### Written problem A
Write down the passage of the post on NaNs in the statistics toolbox between "travis> What should" and "that I see.", inclusive.
### Written problem B
Answer these questions using the post on NaNs in the statistics toolbox:
(i) On what date was the post sent?
(ii) In the quoted message, what does Travis Oliphant say people may use nans to represent?
(iii) Who is said to have written tools in Python for handling missing values?

Begin Extract provided

[SciPy-dev] Statistics toolbox and nans

A.J. Rossini rossini at blindglobe.net
Fri Nov 1 09:15:03 EST 2002


>>>>> "travis" == Travis Oliphant <oliphant.travis at ieee.org> writes:

    travis> Hello developers.
    travis> What should we do about nan's and the stats toolbox.  Stats is one
    travis> package where people may use nans to represent missing values.

Yech.  This is a hard issue, but NAN isn't the solution.  I believe
someone who used to be tracking this list, John Barnard, had written
some tools for implementing statistical procedures for handling
missing values (imputation-based) in python.  But I don't know the
state of that work.

(the issue being that one can want to distinguish between types of
missing values).


    travis> There are two options that I see.

End Extract provided
Begin Dataset

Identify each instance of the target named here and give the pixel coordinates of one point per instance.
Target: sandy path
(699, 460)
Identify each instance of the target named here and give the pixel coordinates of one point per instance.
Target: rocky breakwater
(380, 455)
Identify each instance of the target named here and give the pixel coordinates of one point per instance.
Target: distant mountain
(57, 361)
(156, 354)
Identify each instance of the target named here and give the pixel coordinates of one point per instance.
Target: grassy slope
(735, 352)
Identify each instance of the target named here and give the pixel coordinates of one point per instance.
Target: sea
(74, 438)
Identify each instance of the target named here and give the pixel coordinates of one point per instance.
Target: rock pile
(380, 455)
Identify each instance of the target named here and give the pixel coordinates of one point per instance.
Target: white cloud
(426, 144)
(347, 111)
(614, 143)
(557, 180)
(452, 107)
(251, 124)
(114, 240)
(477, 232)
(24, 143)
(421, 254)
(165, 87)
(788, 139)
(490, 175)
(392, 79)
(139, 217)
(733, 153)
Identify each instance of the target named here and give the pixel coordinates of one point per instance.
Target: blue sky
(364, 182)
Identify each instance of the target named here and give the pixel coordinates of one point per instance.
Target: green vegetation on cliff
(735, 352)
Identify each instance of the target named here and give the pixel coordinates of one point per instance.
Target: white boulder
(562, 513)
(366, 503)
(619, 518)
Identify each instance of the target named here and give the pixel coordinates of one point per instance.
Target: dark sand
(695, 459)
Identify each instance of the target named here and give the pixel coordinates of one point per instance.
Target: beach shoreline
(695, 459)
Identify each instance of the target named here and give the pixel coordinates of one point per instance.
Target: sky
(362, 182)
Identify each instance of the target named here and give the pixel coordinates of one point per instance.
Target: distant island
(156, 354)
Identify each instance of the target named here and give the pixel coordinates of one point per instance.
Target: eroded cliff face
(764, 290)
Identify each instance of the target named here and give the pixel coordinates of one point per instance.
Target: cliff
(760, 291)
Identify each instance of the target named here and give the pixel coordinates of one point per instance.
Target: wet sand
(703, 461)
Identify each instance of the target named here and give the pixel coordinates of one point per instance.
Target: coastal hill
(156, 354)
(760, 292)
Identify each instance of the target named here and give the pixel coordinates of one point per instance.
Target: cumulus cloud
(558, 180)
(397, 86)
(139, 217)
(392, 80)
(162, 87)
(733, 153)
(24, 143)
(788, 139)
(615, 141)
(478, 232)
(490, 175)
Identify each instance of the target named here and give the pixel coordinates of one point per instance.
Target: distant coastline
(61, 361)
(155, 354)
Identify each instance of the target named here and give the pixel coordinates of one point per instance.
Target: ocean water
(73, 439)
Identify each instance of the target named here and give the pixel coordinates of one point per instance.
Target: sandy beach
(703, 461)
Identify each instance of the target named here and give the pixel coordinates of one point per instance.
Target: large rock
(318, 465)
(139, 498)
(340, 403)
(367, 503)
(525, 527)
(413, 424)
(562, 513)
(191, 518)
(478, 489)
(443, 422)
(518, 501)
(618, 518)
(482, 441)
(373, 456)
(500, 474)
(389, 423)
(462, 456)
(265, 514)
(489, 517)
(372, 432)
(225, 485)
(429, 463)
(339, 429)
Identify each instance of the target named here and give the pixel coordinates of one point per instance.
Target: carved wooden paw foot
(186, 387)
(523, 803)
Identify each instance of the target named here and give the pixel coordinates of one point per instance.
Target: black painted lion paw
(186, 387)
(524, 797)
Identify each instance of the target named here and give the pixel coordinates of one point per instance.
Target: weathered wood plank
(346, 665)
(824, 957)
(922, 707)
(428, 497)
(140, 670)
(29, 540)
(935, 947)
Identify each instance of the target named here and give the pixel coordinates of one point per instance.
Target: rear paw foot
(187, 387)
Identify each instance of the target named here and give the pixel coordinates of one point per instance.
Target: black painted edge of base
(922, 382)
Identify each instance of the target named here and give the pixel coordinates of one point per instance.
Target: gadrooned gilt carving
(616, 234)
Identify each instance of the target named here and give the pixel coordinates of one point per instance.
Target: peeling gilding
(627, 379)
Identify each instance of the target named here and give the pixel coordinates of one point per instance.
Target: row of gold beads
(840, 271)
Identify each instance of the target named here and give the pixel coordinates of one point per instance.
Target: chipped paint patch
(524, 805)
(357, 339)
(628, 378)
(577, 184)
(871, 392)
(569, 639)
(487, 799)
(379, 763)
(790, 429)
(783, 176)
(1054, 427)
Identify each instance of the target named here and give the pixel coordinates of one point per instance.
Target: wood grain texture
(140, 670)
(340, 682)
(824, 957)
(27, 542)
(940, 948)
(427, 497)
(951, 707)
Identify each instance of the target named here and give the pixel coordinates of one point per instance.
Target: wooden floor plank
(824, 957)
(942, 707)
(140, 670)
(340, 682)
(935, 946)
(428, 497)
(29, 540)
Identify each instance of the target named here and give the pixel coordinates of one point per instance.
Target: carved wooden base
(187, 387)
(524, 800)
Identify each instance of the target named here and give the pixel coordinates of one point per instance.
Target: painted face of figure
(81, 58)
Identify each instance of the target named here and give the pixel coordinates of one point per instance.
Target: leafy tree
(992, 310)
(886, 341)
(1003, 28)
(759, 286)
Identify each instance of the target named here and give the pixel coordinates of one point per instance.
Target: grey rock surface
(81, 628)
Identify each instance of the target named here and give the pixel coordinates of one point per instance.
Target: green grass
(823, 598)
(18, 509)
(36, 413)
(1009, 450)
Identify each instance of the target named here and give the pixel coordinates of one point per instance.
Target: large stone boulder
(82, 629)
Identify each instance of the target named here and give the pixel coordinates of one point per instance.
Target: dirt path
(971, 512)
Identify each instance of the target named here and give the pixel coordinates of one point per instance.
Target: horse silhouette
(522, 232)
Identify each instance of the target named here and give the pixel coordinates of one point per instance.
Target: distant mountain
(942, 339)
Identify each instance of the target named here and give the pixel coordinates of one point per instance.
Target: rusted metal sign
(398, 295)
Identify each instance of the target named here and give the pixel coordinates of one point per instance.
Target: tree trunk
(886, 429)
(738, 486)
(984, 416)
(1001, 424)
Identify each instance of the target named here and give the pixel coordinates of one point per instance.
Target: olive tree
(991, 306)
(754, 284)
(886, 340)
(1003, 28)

End Dataset

### Worked solution A
travis> What should we do about nan's and the stats toolbox.  Stats is one
    travis> package where people may use nans to represent missing values.

Yech.  This is a hard issue, but NAN isn't the solution.  I believe
someone who used to be tracking this list, John Barnard, had written
some tools for implementing statistical procedures for handling
missing values (imputation-based) in python.  But I don't know the
state of that work.

(the issue being that one can want to distinguish between types of
missing values).


    travis> There are two options that I see.

### Worked solution B
(i) Fri Nov 1, 2002
(ii) Missing values
(iii) John Barnard